• **EXERCISE DIRECTIONS**
The entries below are to be printed again word for word.

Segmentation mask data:

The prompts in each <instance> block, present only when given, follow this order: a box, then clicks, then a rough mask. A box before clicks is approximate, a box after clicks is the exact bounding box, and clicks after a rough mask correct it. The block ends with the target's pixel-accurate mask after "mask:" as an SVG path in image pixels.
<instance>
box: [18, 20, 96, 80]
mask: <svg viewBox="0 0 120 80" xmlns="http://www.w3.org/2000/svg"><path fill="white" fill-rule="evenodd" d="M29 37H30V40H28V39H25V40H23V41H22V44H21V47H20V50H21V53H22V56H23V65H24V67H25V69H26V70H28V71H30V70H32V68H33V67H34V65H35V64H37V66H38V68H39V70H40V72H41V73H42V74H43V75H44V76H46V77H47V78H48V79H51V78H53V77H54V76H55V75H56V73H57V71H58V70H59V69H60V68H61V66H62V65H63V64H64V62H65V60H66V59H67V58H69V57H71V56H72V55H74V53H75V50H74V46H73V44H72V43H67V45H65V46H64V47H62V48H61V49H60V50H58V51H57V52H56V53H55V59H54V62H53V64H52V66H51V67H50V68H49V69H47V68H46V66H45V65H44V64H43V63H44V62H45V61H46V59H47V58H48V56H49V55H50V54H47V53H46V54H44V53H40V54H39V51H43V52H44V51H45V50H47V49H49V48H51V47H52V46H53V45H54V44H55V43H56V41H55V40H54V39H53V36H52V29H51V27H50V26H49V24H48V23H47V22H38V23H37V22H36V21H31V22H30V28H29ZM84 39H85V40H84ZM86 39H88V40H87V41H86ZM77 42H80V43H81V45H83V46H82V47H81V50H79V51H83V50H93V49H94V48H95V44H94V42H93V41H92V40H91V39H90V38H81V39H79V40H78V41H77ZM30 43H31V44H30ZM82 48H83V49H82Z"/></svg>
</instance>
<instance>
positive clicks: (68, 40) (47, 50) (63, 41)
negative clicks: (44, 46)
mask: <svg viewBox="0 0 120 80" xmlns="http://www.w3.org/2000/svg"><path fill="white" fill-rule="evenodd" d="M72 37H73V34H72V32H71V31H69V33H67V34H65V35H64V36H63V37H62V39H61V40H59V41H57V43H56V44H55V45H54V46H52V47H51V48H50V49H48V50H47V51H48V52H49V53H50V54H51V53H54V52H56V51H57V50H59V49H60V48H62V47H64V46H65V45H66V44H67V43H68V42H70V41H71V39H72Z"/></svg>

• **SOLUTION TO THIS EXERCISE**
The prompts in each <instance> block, present only when given, follow this order: a box, then clicks, then a rough mask. A box before clicks is approximate, a box after clicks is the exact bounding box, and clicks after a rough mask correct it. The block ends with the target's pixel-accurate mask after "mask:" as an SVG path in image pixels.
<instance>
box: [18, 20, 96, 80]
mask: <svg viewBox="0 0 120 80" xmlns="http://www.w3.org/2000/svg"><path fill="white" fill-rule="evenodd" d="M29 37H30V40H28V39H25V40H23V41H22V44H21V47H20V50H21V53H22V56H23V65H24V67H25V69H26V70H28V71H30V70H32V68H33V67H34V65H35V64H37V66H38V68H39V70H40V72H41V73H42V74H43V75H44V76H46V77H47V78H48V79H51V78H53V77H54V76H55V75H56V73H57V71H58V70H59V69H60V68H61V66H62V65H63V64H64V62H65V60H66V59H67V58H69V57H71V56H72V55H74V53H75V50H74V46H73V44H72V43H67V45H65V46H64V47H62V48H61V49H60V50H58V51H57V52H56V53H55V59H54V62H53V64H52V66H51V67H50V68H49V69H47V68H46V66H45V65H44V64H43V63H44V62H45V61H46V59H47V58H48V56H49V55H50V54H47V53H46V54H44V53H40V54H39V51H43V52H44V51H45V50H47V49H49V48H51V47H52V46H53V45H54V44H55V43H56V41H55V40H54V39H53V36H52V29H51V27H50V26H49V24H48V23H47V22H38V23H37V22H36V21H31V22H30V28H29ZM84 39H85V40H84ZM86 39H88V40H87V41H86ZM77 42H80V43H81V45H83V46H82V47H81V50H79V51H83V50H93V49H94V48H95V44H94V42H93V41H92V40H91V39H90V38H81V39H79V40H78V41H77ZM30 43H31V44H30ZM82 48H83V49H82Z"/></svg>
</instance>
<instance>
positive clicks: (68, 40) (47, 50) (63, 41)
negative clicks: (44, 46)
mask: <svg viewBox="0 0 120 80" xmlns="http://www.w3.org/2000/svg"><path fill="white" fill-rule="evenodd" d="M72 37H73V34H72V32H71V31H69V33H67V34H65V35H64V36H63V37H62V39H61V40H59V41H57V43H56V44H55V45H54V46H52V47H51V48H50V49H48V50H47V51H48V52H49V53H50V54H51V53H54V52H56V51H57V50H59V49H60V48H62V47H64V46H65V45H66V44H67V43H68V42H70V41H71V39H72Z"/></svg>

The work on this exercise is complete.